**SOURCE TEXT:**
══════
For the past couple of years, Philippi has come out to the Cape three times a year for three weeks to make wine in Wellington. This time, his fan club came along as well, slumming it at La Grande Roche Hotel in Paarl while Philippi finished off the 2001 harvest at Mont du Toit.
At the sharp end of the wine quality pyramid, winemakers achieve the same cult status as their wines. Which explains why a party of German gastronomes follows Philippi around the world - to his quinta in the Douro Valley, Portugal, and now down to SA. Not that you'd ever pick him as one of the wine world's brightest stars as he is a heavy smoker who gets through three packets of Marlboro a day. Mont du Toit is owned by Johannesburg advocate Stephan du Toit, who loves all things German, starting, with his German-born wife, Carolina. So after buying a 40 ha farm in Wellington in 1996, when the issue of appointing a winemaker came up, one of the hottest winemakers in the Rheinpfalz had obvious appeal.
And it paid off, with Mont du Toit wines achieving cult status in "Germany overnight. Pieter-Niel Roussow handles the day-to-day winemaking tasks and du Toit comes down a couple of times a month to keep a proprietor's eye on things.
But the German connection does not completely dominate. After all, Wellington is, according to du Toit, "Du Toit world - that's why it's called the du Toitskloof Pass." And it was a French Huguenot du Toit who opened up the area under the Hawequas Mountains and the Worcester Valley on the other side of the Limietberg. This French patrimony also explains the preferred pronunciation of the farm's name and its wine:"Dew Twa".
Its most visually striking wine is called Hawequas, with a bright label designed by Iaan Bekker who also desigend the new SA coat of arms. The main event is the Mont du Toit '99, a blend of cabernet sauvignon, merlot and shiraz which, at 1500 cases, is the farm's biggest-volume product. In full-on French mode comes Le Sommet ( "the summit"). A tiny-volume, special-selection unfiltered wine. With a grandfather who farmed with Jan Smuts at Riebeeck West, and a father who was Clerk of the Senate in the Forties and a diplomat in the Smuts government, you'd expect Stephan du Toit to make old-style Cape wine. And you'd be wrong. The Mont du Toit'99 is a stunning example of a new-wave Cape wine that is world-class.
The poet Antjie Krog was right on the Money with her stanza on the bottle's back label: "Ek word daarvan litterig, lieflik, ligter As wyn direk die slagaar giet" (When wine hits the artery - It makes me lyrical, loveable, lighter.)
══════
**Saved entries:**
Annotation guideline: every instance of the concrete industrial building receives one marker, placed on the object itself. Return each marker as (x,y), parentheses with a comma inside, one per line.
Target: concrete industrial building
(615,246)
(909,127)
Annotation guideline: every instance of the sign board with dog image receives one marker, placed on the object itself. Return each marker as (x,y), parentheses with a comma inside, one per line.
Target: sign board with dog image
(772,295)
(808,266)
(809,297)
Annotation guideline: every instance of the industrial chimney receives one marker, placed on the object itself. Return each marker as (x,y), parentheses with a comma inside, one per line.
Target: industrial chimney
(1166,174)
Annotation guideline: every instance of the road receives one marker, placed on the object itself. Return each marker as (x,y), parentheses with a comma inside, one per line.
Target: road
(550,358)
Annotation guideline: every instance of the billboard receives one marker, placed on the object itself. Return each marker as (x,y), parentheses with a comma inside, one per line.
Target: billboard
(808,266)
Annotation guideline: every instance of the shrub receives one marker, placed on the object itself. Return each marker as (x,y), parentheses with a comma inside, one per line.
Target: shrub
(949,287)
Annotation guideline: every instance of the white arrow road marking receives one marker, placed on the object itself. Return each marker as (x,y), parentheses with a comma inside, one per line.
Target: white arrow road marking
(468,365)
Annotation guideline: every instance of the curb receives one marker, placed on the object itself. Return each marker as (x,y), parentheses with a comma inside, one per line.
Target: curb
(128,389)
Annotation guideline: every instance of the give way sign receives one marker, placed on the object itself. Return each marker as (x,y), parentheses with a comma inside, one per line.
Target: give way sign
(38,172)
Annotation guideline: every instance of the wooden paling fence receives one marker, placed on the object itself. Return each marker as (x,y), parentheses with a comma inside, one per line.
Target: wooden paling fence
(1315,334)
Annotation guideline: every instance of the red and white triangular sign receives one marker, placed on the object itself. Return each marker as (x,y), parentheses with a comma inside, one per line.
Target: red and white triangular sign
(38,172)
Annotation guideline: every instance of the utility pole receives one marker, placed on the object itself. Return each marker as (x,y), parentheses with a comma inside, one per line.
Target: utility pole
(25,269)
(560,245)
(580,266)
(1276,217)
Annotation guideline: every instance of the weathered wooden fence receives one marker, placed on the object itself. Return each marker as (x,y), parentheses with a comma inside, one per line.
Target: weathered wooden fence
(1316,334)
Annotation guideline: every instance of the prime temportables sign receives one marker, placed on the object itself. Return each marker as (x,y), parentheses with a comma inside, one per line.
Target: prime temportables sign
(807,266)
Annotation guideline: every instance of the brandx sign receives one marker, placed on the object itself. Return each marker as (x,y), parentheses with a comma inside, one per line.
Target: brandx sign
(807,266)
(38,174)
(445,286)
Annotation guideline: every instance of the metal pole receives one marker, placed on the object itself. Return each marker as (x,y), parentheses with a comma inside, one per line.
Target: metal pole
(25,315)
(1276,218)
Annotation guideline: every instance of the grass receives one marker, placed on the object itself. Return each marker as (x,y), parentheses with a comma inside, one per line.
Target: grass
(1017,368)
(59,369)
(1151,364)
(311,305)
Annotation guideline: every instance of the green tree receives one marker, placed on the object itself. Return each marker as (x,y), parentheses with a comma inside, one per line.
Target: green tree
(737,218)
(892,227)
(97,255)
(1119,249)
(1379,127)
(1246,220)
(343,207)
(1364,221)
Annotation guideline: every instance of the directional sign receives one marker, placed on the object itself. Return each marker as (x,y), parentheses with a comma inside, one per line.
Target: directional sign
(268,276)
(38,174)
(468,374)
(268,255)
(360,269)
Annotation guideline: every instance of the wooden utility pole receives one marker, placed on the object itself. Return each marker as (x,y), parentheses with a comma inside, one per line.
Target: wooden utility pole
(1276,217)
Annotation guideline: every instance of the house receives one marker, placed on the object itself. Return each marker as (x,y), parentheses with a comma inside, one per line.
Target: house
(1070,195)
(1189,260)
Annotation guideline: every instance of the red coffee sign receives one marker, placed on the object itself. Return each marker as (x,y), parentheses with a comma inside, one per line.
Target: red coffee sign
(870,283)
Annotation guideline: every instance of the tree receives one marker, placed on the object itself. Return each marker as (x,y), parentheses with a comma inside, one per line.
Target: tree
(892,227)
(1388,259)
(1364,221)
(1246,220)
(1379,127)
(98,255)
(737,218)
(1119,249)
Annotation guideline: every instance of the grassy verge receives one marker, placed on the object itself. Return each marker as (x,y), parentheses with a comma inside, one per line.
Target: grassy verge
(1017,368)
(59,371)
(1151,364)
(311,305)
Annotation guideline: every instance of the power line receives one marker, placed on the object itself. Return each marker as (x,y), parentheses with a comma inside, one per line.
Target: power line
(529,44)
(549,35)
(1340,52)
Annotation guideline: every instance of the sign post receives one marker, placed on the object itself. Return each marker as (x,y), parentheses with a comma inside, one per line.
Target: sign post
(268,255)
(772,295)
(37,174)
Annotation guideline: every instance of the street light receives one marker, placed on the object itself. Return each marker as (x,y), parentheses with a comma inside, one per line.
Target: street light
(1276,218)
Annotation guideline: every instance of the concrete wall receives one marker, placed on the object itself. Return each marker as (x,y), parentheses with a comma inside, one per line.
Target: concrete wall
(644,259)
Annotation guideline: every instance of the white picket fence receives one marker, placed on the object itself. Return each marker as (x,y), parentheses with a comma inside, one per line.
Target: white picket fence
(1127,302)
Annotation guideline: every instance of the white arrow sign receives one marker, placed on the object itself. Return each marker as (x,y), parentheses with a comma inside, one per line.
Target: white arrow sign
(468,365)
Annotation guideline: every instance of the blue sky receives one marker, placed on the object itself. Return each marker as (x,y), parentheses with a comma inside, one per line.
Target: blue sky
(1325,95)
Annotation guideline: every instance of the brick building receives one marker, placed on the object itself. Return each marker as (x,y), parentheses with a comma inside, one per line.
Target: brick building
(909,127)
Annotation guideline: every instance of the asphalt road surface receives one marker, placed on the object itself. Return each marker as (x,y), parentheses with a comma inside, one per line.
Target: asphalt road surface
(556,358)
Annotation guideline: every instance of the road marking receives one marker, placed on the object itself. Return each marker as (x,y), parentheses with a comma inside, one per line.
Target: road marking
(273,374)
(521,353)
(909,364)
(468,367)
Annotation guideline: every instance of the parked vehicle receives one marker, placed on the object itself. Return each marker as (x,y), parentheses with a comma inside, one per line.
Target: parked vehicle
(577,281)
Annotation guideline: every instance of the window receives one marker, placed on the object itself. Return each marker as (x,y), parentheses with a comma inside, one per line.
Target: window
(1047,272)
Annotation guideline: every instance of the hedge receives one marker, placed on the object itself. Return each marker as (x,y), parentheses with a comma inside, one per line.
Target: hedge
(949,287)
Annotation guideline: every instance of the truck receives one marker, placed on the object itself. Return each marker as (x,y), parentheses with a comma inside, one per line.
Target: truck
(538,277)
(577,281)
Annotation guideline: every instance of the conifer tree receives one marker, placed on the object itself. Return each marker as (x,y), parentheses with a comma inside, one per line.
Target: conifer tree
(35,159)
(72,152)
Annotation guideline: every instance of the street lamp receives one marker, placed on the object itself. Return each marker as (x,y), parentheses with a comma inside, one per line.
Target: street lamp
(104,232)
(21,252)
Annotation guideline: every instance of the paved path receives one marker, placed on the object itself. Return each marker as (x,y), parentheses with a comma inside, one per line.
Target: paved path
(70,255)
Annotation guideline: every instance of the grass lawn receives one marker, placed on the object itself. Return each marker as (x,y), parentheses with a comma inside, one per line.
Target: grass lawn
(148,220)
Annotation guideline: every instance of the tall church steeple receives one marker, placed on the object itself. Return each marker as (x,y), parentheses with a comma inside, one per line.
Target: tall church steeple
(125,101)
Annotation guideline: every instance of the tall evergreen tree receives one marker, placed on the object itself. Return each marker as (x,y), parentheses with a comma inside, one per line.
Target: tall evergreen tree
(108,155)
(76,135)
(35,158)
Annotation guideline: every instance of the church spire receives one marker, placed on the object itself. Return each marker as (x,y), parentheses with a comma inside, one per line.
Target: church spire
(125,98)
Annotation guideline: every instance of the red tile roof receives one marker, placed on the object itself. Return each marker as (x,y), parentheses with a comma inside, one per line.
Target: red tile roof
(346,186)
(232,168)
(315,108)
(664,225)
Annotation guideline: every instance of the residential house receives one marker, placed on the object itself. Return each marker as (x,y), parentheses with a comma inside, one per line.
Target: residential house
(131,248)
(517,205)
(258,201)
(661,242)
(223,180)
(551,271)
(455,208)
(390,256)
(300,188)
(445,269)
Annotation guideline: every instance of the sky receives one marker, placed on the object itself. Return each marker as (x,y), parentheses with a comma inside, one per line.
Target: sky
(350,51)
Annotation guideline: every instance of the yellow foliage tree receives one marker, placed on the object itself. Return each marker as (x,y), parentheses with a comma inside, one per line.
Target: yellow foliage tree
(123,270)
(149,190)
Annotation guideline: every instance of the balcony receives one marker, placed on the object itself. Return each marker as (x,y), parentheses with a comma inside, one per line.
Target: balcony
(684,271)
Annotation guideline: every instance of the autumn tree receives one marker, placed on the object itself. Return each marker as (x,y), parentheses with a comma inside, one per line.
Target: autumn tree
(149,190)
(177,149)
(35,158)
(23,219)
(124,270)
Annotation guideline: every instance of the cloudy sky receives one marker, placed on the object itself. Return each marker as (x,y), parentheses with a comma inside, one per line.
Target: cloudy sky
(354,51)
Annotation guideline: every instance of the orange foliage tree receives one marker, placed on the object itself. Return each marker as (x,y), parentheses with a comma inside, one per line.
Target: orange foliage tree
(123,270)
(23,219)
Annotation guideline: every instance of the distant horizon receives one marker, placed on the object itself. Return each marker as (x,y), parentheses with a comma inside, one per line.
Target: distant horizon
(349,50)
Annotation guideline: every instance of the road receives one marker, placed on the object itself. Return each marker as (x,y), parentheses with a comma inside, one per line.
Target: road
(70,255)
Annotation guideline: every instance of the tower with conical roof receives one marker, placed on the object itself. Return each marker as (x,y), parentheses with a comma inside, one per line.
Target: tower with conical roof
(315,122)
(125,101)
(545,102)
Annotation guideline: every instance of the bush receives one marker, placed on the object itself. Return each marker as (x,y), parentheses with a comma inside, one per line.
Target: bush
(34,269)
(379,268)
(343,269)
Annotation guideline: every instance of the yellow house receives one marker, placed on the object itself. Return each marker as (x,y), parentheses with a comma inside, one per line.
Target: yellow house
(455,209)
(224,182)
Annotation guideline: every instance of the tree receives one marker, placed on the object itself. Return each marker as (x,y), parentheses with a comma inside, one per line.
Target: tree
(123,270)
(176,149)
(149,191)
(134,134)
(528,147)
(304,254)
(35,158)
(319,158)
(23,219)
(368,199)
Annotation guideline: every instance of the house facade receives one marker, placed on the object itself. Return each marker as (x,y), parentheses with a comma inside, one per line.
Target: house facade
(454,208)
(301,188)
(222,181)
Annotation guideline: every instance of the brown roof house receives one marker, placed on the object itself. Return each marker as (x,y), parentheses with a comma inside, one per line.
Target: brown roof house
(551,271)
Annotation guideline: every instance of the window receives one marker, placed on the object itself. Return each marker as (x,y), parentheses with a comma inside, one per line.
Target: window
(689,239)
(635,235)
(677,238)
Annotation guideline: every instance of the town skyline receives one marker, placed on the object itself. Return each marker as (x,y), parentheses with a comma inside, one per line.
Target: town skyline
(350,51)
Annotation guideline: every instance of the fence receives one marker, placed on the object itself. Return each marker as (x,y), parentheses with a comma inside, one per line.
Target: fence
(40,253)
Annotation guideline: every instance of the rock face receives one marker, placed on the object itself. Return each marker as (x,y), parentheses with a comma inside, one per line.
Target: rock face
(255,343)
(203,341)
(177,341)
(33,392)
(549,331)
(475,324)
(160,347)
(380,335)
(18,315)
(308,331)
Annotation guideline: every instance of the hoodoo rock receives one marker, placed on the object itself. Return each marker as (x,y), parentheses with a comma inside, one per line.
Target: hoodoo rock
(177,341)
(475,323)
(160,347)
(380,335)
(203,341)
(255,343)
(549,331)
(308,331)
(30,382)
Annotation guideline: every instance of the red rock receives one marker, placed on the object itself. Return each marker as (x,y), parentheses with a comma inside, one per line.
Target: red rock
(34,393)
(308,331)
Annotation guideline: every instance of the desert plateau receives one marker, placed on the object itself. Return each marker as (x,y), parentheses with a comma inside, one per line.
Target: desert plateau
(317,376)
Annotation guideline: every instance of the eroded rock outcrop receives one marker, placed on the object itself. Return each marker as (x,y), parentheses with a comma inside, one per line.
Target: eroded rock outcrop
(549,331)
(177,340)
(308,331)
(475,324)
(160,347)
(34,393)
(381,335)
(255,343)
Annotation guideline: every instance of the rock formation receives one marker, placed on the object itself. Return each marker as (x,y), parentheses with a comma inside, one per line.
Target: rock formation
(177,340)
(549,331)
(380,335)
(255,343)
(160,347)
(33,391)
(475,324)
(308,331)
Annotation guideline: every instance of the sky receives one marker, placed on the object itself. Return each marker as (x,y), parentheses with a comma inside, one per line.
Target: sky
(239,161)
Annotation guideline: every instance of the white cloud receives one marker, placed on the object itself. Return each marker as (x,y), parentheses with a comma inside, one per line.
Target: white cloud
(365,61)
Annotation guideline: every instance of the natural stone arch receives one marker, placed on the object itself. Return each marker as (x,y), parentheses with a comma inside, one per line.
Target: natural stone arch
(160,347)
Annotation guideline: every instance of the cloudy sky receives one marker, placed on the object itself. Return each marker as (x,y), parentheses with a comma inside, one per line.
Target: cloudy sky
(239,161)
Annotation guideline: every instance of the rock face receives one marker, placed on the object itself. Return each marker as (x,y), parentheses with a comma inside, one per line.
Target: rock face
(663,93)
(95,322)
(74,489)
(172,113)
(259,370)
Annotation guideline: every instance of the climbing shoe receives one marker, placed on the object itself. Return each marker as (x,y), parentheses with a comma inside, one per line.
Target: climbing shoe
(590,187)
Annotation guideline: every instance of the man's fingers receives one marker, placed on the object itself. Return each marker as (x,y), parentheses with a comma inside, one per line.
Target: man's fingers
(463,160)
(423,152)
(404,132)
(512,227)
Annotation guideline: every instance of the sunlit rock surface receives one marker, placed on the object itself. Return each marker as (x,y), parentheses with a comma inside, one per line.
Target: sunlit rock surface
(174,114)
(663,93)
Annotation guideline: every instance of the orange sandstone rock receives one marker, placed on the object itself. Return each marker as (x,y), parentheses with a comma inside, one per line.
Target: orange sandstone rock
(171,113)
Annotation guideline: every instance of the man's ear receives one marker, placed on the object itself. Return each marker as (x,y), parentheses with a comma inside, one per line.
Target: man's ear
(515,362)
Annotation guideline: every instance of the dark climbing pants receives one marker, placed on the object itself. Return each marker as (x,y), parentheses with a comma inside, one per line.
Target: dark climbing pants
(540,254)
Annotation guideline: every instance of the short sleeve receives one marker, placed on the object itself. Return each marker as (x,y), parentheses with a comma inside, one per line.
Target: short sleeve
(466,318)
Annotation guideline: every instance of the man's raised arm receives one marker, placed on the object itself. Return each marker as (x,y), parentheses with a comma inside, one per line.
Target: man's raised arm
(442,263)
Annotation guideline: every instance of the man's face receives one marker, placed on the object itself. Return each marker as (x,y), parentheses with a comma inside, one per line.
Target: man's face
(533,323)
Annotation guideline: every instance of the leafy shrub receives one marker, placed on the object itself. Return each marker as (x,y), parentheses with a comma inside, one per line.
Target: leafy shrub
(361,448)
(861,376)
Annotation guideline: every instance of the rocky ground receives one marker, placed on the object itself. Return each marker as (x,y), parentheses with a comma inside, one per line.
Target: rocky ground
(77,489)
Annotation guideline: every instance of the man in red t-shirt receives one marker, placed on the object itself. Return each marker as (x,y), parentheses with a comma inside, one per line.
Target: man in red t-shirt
══════
**INSTRUCTIONS FOR THE TASK:** Output the passage of the Mont du Toit article between "At the sharp" and "had obvious appeal.", inclusive, copying it word for word.

**RESPONSE TO THIS TASK:**
At the sharp end of the wine quality pyramid, winemakers achieve the same cult status as their wines. Which explains why a party of German gastronomes follows Philippi around the world - to his quinta in the Douro Valley, Portugal, and now down to SA. Not that you'd ever pick him as one of the wine world's brightest stars as he is a heavy smoker who gets through three packets of Marlboro a day. Mont du Toit is owned by Johannesburg advocate Stephan du Toit, who loves all things German, starting, with his German-born wife, Carolina. So after buying a 40 ha farm in Wellington in 1996, when the issue of appointing a winemaker came up, one of the hottest winemakers in the Rheinpfalz had obvious appeal.